§ **WHAT TO PRODUCE**: Copy the records below, replacing every "a pin for each instance" with "one pin per match" and keeping everything else the same.

---

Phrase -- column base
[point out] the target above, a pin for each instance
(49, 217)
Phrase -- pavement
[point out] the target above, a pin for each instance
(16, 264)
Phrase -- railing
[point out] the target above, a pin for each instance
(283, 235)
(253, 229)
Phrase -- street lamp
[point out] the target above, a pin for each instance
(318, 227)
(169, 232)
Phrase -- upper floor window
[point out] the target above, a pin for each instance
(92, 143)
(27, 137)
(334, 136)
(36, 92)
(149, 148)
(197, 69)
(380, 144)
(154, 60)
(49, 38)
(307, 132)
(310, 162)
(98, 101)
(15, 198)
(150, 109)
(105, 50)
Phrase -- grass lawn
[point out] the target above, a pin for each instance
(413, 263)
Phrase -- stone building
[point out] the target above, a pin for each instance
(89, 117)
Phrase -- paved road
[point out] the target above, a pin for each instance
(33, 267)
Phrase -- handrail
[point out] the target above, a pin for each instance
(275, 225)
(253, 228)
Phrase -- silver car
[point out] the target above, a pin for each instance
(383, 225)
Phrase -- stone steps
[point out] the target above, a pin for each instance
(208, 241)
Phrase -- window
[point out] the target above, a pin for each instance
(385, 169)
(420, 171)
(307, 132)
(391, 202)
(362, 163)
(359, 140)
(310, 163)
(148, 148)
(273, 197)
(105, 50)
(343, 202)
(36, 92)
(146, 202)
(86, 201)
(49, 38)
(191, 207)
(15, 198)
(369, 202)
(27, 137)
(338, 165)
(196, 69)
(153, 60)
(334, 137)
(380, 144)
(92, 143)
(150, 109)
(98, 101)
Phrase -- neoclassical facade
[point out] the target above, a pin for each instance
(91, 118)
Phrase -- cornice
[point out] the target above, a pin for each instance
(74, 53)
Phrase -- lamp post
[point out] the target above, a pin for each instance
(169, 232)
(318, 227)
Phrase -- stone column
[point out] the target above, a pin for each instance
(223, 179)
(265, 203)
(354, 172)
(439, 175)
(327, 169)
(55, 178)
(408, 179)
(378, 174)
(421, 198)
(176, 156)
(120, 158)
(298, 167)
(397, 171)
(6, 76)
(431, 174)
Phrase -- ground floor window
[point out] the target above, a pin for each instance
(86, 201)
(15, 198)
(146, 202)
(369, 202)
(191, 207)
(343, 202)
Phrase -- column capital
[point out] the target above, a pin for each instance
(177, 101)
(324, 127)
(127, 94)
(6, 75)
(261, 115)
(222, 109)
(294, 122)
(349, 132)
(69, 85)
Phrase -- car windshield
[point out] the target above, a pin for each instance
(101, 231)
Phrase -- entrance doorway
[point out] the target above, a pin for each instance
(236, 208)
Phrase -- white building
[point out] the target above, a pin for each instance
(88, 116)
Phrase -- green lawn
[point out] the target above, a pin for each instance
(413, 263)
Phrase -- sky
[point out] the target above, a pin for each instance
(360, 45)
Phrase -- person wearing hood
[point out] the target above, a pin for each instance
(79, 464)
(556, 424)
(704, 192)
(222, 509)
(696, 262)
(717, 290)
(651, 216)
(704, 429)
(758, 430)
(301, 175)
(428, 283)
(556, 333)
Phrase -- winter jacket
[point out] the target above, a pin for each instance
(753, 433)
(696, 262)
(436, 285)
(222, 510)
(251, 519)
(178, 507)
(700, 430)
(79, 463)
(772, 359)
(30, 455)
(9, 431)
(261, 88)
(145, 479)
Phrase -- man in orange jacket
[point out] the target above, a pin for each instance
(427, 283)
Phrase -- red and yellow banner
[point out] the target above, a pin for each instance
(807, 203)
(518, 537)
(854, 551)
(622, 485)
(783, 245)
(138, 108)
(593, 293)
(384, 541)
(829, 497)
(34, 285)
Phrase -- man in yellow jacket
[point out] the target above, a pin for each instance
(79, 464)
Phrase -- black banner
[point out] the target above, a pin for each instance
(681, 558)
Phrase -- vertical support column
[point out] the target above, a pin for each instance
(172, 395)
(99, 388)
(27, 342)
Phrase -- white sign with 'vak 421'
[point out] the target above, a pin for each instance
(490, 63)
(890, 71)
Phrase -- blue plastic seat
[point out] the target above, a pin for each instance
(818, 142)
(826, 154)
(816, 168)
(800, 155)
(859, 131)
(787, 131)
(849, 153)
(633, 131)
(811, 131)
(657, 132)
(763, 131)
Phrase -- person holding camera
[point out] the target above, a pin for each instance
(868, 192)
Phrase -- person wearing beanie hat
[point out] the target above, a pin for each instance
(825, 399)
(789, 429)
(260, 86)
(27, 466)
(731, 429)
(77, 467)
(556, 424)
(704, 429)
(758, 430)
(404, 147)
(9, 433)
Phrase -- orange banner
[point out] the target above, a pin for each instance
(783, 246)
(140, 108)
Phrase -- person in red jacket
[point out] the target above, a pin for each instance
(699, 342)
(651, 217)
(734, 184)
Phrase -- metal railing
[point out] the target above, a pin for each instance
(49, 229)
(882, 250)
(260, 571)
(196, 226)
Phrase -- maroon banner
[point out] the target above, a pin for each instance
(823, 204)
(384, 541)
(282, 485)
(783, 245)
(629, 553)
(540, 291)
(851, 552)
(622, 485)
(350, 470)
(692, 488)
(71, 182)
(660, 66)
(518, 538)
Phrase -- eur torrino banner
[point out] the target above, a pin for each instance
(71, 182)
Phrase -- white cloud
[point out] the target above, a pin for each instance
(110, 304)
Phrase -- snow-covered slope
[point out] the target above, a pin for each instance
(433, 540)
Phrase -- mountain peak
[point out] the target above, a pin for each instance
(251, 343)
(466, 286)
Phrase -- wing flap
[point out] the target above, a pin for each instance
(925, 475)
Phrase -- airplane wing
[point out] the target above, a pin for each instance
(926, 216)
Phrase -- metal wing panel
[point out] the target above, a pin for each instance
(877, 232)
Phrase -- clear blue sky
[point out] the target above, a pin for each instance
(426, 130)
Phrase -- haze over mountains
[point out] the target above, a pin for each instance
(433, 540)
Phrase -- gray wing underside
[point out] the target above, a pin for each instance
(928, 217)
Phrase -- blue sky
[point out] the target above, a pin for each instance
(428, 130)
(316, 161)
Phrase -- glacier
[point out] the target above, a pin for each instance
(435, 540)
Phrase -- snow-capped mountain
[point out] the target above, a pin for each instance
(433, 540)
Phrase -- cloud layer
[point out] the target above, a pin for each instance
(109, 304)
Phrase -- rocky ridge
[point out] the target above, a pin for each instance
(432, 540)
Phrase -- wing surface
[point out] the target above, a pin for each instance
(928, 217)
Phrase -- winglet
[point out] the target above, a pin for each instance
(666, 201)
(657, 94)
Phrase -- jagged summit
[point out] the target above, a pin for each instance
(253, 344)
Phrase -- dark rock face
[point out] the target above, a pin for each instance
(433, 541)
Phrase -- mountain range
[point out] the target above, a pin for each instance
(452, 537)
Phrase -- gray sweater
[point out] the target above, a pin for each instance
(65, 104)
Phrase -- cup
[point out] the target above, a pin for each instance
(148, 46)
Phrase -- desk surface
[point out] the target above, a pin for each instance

---

§ **COMPLETED EXERCISE**:
Phrase -- column base
[point out] the target above, one pin per match
(49, 217)
Phrase -- pavement
[point out] the target above, one pin per match
(16, 264)
Phrase -- railing
[point out] the target above, one pin per match
(283, 235)
(253, 229)
Phrase -- street lamp
[point out] the target above, one pin per match
(318, 227)
(169, 232)
Phrase -- upper floor window
[point out] the target above, one pin per match
(92, 143)
(27, 137)
(334, 136)
(36, 92)
(149, 148)
(197, 69)
(380, 144)
(154, 60)
(49, 38)
(307, 132)
(310, 162)
(98, 101)
(15, 198)
(150, 109)
(105, 50)
Phrase -- grass lawn
[point out] the target above, one pin per match
(413, 263)
Phrase -- stone building
[point out] the target above, one pin per match
(89, 117)
Phrase -- paved road
[point out] the target above, one pin per match
(33, 267)
Phrase -- handrail
[point out] the target above, one pin per match
(275, 225)
(253, 228)
Phrase -- silver car
[point out] the target above, one pin per match
(383, 225)
Phrase -- stone steps
[point out] the target above, one pin per match
(208, 241)
Phrase -- window
[point out] the target above, one pin per match
(385, 169)
(420, 171)
(307, 132)
(391, 202)
(362, 163)
(359, 140)
(310, 163)
(148, 148)
(273, 197)
(105, 50)
(343, 202)
(36, 92)
(146, 202)
(86, 201)
(49, 38)
(191, 207)
(15, 198)
(369, 202)
(27, 137)
(338, 165)
(196, 69)
(153, 60)
(334, 137)
(380, 144)
(92, 143)
(150, 109)
(98, 101)
Phrase -- neoclassical facade
[point out] the target above, one pin per match
(91, 118)
Phrase -- cornice
[point out] the target above, one pin per match
(74, 53)
Phrase -- lamp post
[point out] the target above, one pin per match
(169, 232)
(318, 227)
Phrase -- stone column
[point out] the target above, one pin per match
(223, 179)
(265, 203)
(354, 172)
(439, 175)
(327, 169)
(55, 178)
(408, 179)
(378, 174)
(421, 198)
(176, 156)
(120, 158)
(298, 167)
(397, 171)
(6, 76)
(431, 174)
Phrase -- ground floor window
[point out] the target above, one pin per match
(86, 201)
(15, 198)
(146, 202)
(369, 202)
(191, 207)
(343, 202)
Phrase -- column capital
[point out] the target above, one pin per match
(177, 101)
(324, 127)
(127, 94)
(6, 75)
(261, 115)
(222, 109)
(294, 122)
(349, 132)
(69, 85)
Phrase -- car windshield
[point out] the target above, one pin per match
(101, 231)
Phrase -- entrance doorway
[point out] the target above, one pin per match
(236, 208)
Phrase -- white building
[point out] the target above, one pin per match
(88, 116)
Phrase -- green lawn
[point out] the target above, one pin per match
(413, 263)
Phrase -- sky
[point out] the target above, one pin per match
(360, 45)
Phrase -- person wearing hood
[point out] the target above, one pin per match
(79, 464)
(556, 424)
(704, 192)
(222, 509)
(696, 262)
(717, 290)
(651, 216)
(704, 429)
(758, 430)
(301, 175)
(428, 283)
(556, 333)
Phrase -- winter jacket
[point out] the target above, one pin per match
(753, 433)
(696, 262)
(436, 285)
(222, 510)
(251, 519)
(178, 507)
(700, 430)
(79, 463)
(772, 359)
(30, 455)
(9, 431)
(261, 88)
(145, 479)
Phrase -- man in orange jacket
[point out] the target above, one pin per match
(427, 283)
Phrase -- red and yellow banner
[point out] the target above, one pin per match
(807, 203)
(518, 537)
(854, 551)
(622, 485)
(783, 245)
(138, 108)
(593, 293)
(384, 541)
(829, 497)
(34, 285)
Phrase -- man in yellow jacket
[point out] the target above, one pin per match
(79, 464)
Phrase -- black banner
[point out] the target above, one pin per match
(681, 558)
Phrase -- vertical support column
[point out] the target above, one pin per match
(172, 395)
(99, 388)
(27, 342)
Phrase -- white sign with 'vak 421'
[point out] the target above, one pin per match
(490, 63)
(890, 71)
Phrase -- blue plastic seat
[point out] the target above, one pin per match
(818, 142)
(826, 154)
(816, 168)
(800, 155)
(859, 131)
(787, 131)
(849, 153)
(633, 131)
(811, 131)
(657, 132)
(763, 131)
Phrase -- person holding camera
[point out] the target above, one pin per match
(868, 192)
Phrase -- person wearing beanie hat
[point out] the target above, one pin per match
(825, 399)
(789, 429)
(260, 86)
(27, 466)
(731, 429)
(77, 467)
(556, 424)
(704, 429)
(758, 430)
(404, 147)
(9, 433)
Phrase -- orange banner
[point out] the target above, one pin per match
(783, 246)
(140, 108)
Phrase -- person in red jacket
[point out] the target above, one pin per match
(699, 342)
(651, 217)
(734, 184)
Phrase -- metal railing
[point out] the target above, one pin per match
(49, 229)
(882, 250)
(260, 571)
(196, 226)
Phrase -- maroon banner
[point out] the target above, one pin per match
(823, 204)
(384, 541)
(282, 485)
(783, 245)
(629, 553)
(540, 291)
(851, 552)
(622, 485)
(350, 470)
(692, 488)
(71, 182)
(660, 66)
(518, 538)
Phrase -- eur torrino banner
[point out] the target above, one pin per match
(71, 182)
Phrase -- white cloud
[point out] the target above, one pin per match
(110, 304)
Phrase -- snow-covered slope
[point out] the target above, one pin per match
(433, 540)
Phrase -- mountain peak
[point out] the target above, one pin per match
(251, 343)
(466, 286)
Phrase -- wing flap
[point out] the target above, one pin per match
(925, 475)
Phrase -- airplane wing
[point out] the target above, one pin per match
(926, 216)
Phrase -- metal wing panel
[point out] the target above, one pin per match
(877, 232)
Phrase -- clear blue sky
[point out] the target above, one pin per match
(426, 130)
Phrase -- haze over mountains
[point out] the target above, one pin per match
(433, 540)
Phrase -- gray wing underside
[point out] the target above, one pin per match
(928, 217)
Phrase -- blue sky
[point out] the target above, one pin per match
(428, 130)
(316, 161)
Phrase -- glacier
[point out] the target above, one pin per match
(435, 540)
Phrase -- snow-capped mountain
[point out] the target above, one pin per match
(433, 540)
Phrase -- cloud layer
[point out] the target above, one pin per match
(109, 304)
Phrase -- rocky ridge
[point out] the target above, one pin per match
(432, 540)
Phrase -- wing surface
[point out] the target above, one pin per match
(928, 217)
Phrase -- winglet
[point out] the target above, one pin per match
(666, 201)
(657, 94)
Phrase -- jagged summit
[point out] the target above, one pin per match
(253, 344)
Phrase -- dark rock face
[point out] the target above, one pin per match
(433, 541)
Phrase -- mountain range
[point out] the target above, one pin per match
(452, 537)
Phrase -- gray sweater
[point out] the target above, one pin per match
(65, 104)
Phrase -- cup
[point out] the target above, one pin per match
(148, 46)
Phrase -- desk surface
[point out] the target above, one pin per match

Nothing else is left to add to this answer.